• [TEXT SEGMENT]:

*****

# New Speck Cover



## Hoosiermama (Dec 28, 2009)

After seeing a post about the Speck cover, I decided to order one. I thought I'd post the images here. The cover comes in red or black. I ordered the black for $21.99 through Amazon. This cover is really nice. I like that I can use it "book style" or stand it up. I eat lunch at my desk a lot at work, so I can see using it that way quite a bit. The leather has a really nice feel, and the interior is very soft. You just fold the front cover back, and open the built-in stand (made out of the same fabric as the interior) to stand it up. The kind slides down into a rail at the bottom, and there are side and top pieces to hold it in place. It's very secure, and the cover is well padded.





I like it!

> Speck Products Kdl2-dj-l-bk Jacket Amazon Kindle Black


----------



## austenfiend (Nov 17, 2009)

Very nice!  I love your skin, too!


----------



## Dana (Dec 4, 2009)

Very nice!  Thanks for the review!


----------



## raven312 (Jan 12, 2010)

You have a really nice case!  How is the Kindle held in there?  Is it a velcro system?


----------



## Hoosiermama (Dec 28, 2009)

> You have a really nice case! How is the Kindle held in there? Is it a velcro system?


I don't know if you can see from the pics, but there's a lip at the bottom that the Kindle slides into. Then there are rails on each side that keep it from sliding from side to side. At the top, there's a clip that goes over the top. It's really secure, and there's no movement at all, yet there isn't anything that puts pressure on the Kindle and could crack it. After a couple of days using it, I really like this case. The leather is really soft. About the only other thing I wish it had was a closure. It just folds over, and I wish there was a way to hook it closed. I really like being able to stand it up, or fold it open. I have a light, and it fits nicely on the case, too.

*****

• [DATASET CONTENT]:
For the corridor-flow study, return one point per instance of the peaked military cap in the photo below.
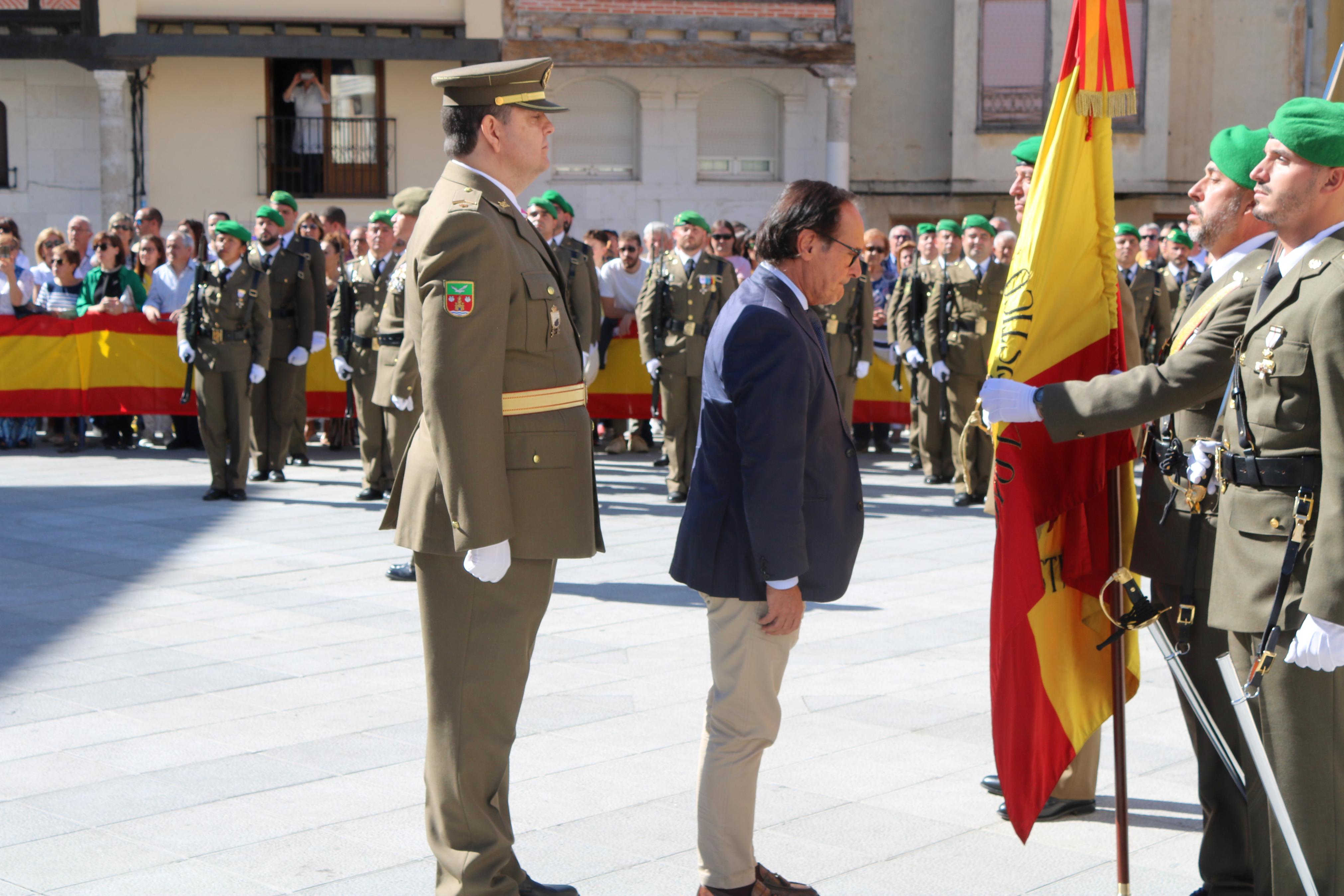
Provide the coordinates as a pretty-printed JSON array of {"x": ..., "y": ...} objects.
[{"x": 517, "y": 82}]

*****

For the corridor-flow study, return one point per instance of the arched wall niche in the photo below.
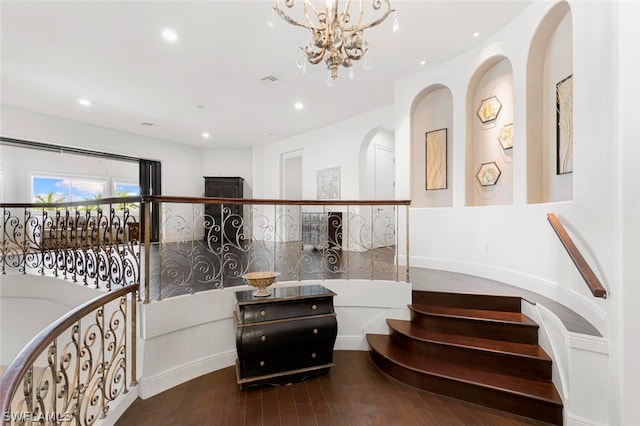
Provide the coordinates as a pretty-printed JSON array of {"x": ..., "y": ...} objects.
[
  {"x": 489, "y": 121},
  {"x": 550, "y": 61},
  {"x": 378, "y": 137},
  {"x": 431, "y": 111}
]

*****

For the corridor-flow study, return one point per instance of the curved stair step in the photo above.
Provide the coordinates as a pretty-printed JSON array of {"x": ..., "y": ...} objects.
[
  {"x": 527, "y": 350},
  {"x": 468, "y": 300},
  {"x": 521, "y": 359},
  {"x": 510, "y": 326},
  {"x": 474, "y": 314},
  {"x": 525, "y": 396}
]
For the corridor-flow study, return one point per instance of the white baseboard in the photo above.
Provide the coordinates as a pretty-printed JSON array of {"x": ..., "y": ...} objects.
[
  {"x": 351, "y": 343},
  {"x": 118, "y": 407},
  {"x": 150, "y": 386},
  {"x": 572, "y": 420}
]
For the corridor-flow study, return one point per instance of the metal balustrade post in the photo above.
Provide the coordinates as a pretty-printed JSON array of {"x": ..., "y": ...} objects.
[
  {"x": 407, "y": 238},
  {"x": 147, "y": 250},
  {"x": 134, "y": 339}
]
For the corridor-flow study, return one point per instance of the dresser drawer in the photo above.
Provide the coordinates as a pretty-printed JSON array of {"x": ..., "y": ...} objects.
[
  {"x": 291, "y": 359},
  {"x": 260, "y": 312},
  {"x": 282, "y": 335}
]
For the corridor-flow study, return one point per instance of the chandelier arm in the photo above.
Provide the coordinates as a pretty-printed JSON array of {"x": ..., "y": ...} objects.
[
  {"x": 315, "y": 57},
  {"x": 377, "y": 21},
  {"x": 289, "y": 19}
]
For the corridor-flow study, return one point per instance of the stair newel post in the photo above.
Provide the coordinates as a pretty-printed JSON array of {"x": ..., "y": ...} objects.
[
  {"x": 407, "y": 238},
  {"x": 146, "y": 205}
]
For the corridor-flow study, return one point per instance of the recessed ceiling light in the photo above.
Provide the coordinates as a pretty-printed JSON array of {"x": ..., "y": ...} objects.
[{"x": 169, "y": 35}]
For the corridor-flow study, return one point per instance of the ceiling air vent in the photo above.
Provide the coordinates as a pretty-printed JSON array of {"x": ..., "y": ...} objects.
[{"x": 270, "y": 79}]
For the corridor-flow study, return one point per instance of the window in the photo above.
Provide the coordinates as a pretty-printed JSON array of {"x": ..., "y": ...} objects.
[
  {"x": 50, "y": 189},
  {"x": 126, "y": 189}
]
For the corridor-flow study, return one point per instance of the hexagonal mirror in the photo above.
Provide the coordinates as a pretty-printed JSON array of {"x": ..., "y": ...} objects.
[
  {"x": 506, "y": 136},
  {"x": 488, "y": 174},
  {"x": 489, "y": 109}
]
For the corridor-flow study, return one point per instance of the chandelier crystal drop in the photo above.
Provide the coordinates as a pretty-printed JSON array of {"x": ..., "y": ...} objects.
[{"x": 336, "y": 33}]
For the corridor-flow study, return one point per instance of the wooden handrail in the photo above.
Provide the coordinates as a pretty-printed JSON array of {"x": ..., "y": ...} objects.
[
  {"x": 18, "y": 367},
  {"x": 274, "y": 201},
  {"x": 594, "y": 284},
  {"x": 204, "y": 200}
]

*****

• [WRITTEN PROBLEM 1]:
Answer these questions using the thread about the Speck cover:
(a) What price did Hoosiermama pay for the black cover, and through which retailer?
(b) In which colors does the cover come?
(c) What feature does Hoosiermama wish the case had?
• [WRITTEN PROBLEM 2]:
From the thread about the Speck cover, reproduce the passage that begins at the words "I don't know" and stops after "the case, too.".

• [TASK ANSWER 1]:
(a) $21.99, through Amazon.
(b) Red or black.
(c) A closure, meaning a way to hook it closed.

• [TASK ANSWER 2]:
I don't know if you can see from the pics, but there's a lip at the bottom that the Kindle slides into. Then there are rails on each side that keep it from sliding from side to side. At the top, there's a clip that goes over the top. It's really secure, and there's no movement at all, yet there isn't anything that puts pressure on the Kindle and could crack it. After a couple of days using it, I really like this case. The leather is really soft. About the only other thing I wish it had was a closure. It just folds over, and I wish there was a way to hook it closed. I really like being able to stand it up, or fold it open. I have a light, and it fits nicely on the case, too.